Aim of the exercise
Could you return the material below word for word, keeping every line unchanged?

Data for this exercise
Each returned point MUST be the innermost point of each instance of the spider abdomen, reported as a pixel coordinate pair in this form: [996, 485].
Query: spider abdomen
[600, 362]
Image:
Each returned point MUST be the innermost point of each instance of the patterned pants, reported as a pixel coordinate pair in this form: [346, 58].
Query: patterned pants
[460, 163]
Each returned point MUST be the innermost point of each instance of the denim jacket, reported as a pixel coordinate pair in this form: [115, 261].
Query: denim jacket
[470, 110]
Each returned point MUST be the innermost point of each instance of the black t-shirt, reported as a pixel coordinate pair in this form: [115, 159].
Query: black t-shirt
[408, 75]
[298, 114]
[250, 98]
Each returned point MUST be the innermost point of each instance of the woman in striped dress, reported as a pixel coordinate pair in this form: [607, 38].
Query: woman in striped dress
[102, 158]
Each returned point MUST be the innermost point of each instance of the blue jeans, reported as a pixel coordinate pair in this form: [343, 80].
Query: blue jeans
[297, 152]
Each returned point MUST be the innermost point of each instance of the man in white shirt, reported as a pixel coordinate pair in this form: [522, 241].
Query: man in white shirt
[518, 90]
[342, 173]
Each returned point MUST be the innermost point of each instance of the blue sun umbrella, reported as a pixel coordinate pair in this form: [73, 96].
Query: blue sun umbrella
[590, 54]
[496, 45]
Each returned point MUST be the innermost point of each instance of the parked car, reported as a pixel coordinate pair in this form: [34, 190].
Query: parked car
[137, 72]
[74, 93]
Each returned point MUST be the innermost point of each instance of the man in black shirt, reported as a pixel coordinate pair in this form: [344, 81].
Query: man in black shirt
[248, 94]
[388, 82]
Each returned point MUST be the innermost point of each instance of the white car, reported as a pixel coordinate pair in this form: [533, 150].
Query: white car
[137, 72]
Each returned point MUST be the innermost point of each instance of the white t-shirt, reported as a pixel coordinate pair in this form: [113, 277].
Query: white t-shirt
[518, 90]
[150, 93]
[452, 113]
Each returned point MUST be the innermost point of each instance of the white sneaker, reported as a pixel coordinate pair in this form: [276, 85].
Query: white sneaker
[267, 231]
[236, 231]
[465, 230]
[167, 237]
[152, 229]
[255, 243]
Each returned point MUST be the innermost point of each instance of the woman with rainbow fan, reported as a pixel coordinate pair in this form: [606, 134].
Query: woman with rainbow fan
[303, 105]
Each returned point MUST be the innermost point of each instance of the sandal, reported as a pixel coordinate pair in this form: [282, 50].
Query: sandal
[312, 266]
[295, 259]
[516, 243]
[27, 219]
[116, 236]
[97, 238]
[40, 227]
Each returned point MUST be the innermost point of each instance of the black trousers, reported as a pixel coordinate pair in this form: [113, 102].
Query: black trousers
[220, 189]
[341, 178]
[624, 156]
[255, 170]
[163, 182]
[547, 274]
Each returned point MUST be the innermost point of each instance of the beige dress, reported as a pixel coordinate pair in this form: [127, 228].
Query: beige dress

Response to this exercise
Each returned point MUST be the innermost point of each instance of the spider abdomen, reported as a pixel coordinate pair in this form: [996, 485].
Query: spider abdomen
[600, 362]
Image:
Each returned point MUST be the innermost point of each instance of the patterned pants, reported as a pixel coordinate pair in this form: [346, 58].
Query: patterned pants
[460, 163]
Each returned point MUST be the innermost point of each instance of the denim jacket, reported as a pixel coordinate pair in this form: [115, 261].
Query: denim jacket
[470, 110]
Each returned point MUST be the innermost point of each instance of the black t-shirt, reported as a pixel coordinate pair in this form: [115, 159].
Query: black t-shirt
[408, 75]
[298, 114]
[250, 98]
Each returned point MUST be the innermost point of each instance of the woman in striped dress, reported as a pixel coordinate pair in this form: [607, 38].
Query: woman in striped dress
[102, 158]
Each returned point MUST be the innermost point of each instance of the blue jeans, reported as a pixel coordinate pair in this form: [343, 80].
Query: blue jeans
[297, 152]
Each returned point MUST be the innermost point of each instance of the man in white shirt, reported as a pixel coordinate pair in this form: [522, 241].
Query: man in white shirt
[518, 90]
[342, 173]
Each returned point MUST be the innermost point of each instance of the blue sun umbrella, reported as a pixel coordinate pair in this form: [73, 96].
Query: blue sun umbrella
[590, 54]
[496, 45]
Each returned point MUST be the innermost point of each instance of the parked car, reported as a pixel coordinate pair in this form: [34, 190].
Query: parked car
[137, 72]
[74, 93]
Each returned point MUST be the innermost point of each instance of the man in black shirt, reported as a pixel coordinate pair in this form: [344, 81].
Query: man in black shirt
[248, 94]
[388, 82]
Each returned point MUST be the innermost point of each instance of the white car, reported as a pixel coordinate pair in this form: [533, 150].
Query: white car
[137, 72]
Each returned point MUST be the innermost point of each instance of the white t-shirt, reported as a pixel coordinate pair in this form: [113, 277].
Query: white t-shirt
[518, 90]
[150, 93]
[452, 113]
Each returned point MUST be the innermost point of each instance of the white sneaker, reported as a pixel coordinate pair in this form: [276, 85].
Query: white sneaker
[267, 231]
[236, 231]
[465, 230]
[167, 237]
[152, 229]
[255, 243]
Each returned point MUST be the innermost point of each instance of the woman with rainbow fan, reported as a pixel coordinate pair in this form: [606, 134].
Query: woman with rainbow fan
[303, 105]
Each returned point MUST be the innermost point of each instance of the sandal, reported as a pixel coordinate pair in this form: [282, 50].
Query: sandal
[312, 266]
[295, 259]
[516, 243]
[27, 219]
[116, 236]
[97, 238]
[40, 227]
Each returned point MUST be the innermost point of each instance of the black trousers, reported as a pixel coordinate pair in this form: [113, 102].
Query: black trousers
[220, 189]
[341, 178]
[624, 156]
[255, 170]
[163, 182]
[547, 274]
Each returned point MUST be the innermost point of each instance of the beige dress, reported as a pixel coordinate pair in this form: [127, 228].
Query: beige dress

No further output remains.